Translate this sentence from the Artemis Alpha Trust announcement into Spanish: "Defined terms used in this announcement have the meanings given in the Company's circular to Shareholders dated 24 October 2024 (the "Circular") unless the context otherwise requires."

EXCERPT:
— start —

Artemis Alpha
Trust plc
Legal Entity Identifier:
549300MQXY2QXEIL3756
Results of Second General Meeting
& Scheme
Entitlements
In connection with the proposals for a
combination of the assets of Artemis Alpha Trust plc (the "Company"
or “ATS”) with Aurora Investment Trust plc (“Aurora") by means of a
scheme of reconstruction and winding up of the Company under
section 110 of the Insolvency Act 1986 (the "Scheme"), the Board is
pleased to announce the result of the Second General Meeting and
the Scheme entitlements.
Defined terms used in this
announcement have the meanings given in the Company's circular to
Shareholders dated 24 October 2024 (the "Circular")
unless the context otherwise
requires.
The Circular is available for viewing
at the National Storage Mechanism which can be located
at https://data.fca.org.uk/#/nsm/nationalstoragemechanism and
on the Company's website
at www.artemisfunds.com.

— end —

GIVEN ENTRIES:
— start —

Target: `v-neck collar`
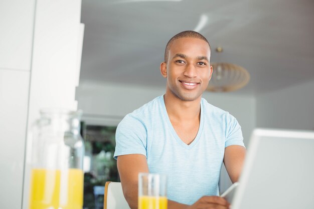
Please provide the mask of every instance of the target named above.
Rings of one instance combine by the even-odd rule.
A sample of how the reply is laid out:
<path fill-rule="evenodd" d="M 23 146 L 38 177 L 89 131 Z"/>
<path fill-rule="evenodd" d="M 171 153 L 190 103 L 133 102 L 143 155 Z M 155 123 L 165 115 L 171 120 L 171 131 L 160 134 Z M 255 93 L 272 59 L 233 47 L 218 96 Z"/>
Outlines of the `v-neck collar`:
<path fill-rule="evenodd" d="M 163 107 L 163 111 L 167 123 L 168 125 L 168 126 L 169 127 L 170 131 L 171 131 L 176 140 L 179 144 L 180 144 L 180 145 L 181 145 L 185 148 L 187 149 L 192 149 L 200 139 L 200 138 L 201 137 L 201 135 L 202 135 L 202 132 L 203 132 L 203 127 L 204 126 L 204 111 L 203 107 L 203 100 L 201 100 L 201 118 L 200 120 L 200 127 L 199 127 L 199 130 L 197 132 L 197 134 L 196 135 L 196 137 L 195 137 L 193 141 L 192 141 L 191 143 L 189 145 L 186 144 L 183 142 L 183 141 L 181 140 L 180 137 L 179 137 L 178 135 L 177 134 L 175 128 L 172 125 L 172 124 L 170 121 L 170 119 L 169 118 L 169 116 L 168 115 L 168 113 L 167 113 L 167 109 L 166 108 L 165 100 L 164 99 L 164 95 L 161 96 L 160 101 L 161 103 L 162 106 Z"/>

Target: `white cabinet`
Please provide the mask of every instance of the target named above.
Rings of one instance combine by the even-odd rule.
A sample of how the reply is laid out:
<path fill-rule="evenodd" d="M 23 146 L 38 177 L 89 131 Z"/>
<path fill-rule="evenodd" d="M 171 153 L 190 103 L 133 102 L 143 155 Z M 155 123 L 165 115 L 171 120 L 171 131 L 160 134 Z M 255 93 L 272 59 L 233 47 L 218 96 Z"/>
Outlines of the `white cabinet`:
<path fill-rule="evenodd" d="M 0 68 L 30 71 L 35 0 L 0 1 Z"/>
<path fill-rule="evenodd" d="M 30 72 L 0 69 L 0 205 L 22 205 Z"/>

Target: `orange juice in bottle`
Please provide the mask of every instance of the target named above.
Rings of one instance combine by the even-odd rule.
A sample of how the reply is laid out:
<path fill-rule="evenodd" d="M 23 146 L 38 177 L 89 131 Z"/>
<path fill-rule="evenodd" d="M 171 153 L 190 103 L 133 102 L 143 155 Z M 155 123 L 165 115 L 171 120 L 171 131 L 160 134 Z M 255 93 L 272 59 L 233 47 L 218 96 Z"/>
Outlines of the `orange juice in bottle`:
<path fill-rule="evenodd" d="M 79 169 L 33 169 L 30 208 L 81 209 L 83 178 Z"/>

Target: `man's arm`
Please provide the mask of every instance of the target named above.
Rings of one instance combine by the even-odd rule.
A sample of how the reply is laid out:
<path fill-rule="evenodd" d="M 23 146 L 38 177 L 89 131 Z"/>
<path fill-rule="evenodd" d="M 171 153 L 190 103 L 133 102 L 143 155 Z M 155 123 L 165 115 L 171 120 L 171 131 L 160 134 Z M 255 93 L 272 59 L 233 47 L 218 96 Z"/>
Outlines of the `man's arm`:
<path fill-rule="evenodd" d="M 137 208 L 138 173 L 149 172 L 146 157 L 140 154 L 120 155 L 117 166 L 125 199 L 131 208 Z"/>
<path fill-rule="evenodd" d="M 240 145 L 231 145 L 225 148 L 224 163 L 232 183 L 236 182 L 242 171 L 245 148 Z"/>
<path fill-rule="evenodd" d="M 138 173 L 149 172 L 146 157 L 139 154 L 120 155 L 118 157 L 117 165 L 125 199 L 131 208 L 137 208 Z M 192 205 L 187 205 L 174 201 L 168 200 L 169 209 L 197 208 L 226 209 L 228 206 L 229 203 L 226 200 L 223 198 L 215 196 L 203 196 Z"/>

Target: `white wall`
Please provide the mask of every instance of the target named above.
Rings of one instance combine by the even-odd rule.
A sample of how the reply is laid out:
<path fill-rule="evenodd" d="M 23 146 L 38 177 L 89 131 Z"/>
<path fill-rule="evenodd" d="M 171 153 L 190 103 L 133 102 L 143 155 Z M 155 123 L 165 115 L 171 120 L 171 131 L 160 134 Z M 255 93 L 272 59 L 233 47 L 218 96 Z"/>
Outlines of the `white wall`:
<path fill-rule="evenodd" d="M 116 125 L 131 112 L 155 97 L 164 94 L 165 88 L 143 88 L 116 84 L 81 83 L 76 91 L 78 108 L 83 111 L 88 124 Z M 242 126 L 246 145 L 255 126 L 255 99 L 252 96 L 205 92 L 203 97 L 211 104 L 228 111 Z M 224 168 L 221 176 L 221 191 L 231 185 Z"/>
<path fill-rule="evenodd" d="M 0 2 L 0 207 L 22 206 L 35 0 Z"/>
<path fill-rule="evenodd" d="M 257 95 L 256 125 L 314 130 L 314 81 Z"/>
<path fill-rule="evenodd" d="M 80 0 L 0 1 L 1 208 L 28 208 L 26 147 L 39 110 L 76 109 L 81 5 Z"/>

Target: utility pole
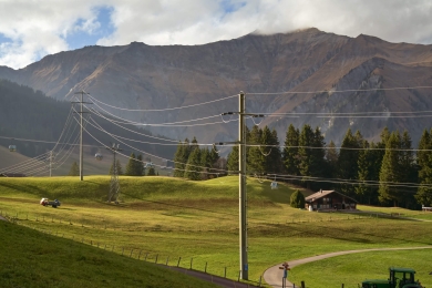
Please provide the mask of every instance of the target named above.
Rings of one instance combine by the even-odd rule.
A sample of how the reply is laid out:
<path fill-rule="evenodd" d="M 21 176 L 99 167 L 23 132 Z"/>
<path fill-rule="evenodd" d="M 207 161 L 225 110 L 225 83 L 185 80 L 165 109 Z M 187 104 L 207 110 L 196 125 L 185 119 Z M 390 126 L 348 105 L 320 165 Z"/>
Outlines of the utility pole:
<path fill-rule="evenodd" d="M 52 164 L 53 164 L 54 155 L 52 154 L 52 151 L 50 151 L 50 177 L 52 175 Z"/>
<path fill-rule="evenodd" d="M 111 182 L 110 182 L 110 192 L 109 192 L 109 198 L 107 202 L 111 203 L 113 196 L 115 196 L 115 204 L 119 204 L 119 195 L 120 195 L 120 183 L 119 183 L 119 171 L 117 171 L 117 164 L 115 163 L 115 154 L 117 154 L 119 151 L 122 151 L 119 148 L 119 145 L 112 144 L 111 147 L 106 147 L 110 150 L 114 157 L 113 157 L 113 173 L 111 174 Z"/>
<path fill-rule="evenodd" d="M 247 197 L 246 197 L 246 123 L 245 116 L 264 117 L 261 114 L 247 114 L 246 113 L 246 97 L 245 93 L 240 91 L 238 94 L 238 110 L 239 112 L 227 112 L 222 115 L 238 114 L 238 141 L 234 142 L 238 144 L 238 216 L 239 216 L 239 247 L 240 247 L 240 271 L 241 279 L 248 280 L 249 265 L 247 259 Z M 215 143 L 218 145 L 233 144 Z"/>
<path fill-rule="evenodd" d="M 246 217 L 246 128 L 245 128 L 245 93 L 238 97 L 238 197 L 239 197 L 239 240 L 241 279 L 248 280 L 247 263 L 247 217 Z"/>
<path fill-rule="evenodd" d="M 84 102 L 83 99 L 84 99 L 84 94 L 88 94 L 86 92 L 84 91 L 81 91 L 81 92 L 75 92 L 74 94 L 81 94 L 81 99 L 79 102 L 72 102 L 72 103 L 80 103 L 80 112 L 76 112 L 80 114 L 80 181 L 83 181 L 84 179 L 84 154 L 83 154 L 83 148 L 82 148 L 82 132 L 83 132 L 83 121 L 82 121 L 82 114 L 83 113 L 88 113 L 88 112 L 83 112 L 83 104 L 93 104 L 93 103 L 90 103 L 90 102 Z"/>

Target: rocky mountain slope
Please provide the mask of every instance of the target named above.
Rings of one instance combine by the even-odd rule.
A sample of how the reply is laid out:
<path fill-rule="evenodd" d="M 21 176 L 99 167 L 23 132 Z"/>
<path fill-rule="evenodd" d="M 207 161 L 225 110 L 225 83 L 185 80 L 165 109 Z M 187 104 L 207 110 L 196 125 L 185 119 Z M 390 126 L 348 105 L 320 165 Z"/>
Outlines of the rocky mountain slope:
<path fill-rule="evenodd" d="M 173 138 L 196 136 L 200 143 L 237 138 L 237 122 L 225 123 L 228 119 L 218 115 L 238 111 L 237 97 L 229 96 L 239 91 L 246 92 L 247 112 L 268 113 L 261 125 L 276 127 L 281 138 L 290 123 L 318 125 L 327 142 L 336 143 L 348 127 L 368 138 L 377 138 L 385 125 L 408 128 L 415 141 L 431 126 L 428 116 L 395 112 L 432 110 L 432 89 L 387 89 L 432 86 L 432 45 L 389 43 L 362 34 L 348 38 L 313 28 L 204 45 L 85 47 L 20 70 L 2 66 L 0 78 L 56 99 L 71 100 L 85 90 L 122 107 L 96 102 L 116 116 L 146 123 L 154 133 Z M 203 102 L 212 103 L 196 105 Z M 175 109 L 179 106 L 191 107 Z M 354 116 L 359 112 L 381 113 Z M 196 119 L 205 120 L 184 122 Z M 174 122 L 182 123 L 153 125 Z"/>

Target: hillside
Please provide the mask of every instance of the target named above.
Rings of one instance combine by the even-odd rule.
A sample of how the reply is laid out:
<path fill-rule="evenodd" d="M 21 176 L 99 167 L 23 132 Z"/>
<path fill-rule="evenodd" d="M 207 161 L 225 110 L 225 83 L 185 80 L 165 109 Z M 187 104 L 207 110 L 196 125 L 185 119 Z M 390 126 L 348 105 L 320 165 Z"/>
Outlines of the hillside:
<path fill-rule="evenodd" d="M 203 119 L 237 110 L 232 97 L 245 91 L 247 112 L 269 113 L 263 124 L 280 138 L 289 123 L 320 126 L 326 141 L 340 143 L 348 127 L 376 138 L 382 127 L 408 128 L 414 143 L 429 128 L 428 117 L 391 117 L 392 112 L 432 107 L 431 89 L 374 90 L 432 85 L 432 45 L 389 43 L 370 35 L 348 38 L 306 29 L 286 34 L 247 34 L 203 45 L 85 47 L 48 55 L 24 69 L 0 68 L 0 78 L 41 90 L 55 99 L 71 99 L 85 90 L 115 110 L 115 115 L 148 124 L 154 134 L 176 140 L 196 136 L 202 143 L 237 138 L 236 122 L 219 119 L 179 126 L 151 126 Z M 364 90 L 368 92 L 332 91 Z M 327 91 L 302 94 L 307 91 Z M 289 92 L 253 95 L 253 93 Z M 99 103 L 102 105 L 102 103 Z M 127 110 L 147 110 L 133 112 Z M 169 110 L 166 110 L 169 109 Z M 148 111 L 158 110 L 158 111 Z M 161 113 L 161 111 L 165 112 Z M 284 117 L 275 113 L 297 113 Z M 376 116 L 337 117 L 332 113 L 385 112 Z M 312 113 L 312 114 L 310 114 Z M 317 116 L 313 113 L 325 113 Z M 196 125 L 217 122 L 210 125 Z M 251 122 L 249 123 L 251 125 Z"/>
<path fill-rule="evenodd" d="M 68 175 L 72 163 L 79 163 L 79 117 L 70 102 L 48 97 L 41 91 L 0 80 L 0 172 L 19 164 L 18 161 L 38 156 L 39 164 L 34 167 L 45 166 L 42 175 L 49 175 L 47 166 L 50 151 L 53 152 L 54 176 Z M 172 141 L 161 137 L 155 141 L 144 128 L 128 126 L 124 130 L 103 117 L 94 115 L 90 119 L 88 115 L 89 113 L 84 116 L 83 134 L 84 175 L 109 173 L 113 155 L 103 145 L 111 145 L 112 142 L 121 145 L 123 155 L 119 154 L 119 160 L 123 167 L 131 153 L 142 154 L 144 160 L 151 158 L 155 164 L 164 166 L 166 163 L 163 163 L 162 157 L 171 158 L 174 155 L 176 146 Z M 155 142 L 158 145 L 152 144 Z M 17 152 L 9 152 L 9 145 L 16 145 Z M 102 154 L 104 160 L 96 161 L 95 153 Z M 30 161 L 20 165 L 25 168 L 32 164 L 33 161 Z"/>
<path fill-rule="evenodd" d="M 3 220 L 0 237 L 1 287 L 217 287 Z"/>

— end —

EXERCISE OUTPUT:
Los términos definidos utilizados en este anuncio tienen los significados que se les atribuyen en la circular de la Sociedad a los Accionistas de fecha 24 de octubre de 2024 (la "Circular"), salvo que el contexto exija otra cosa.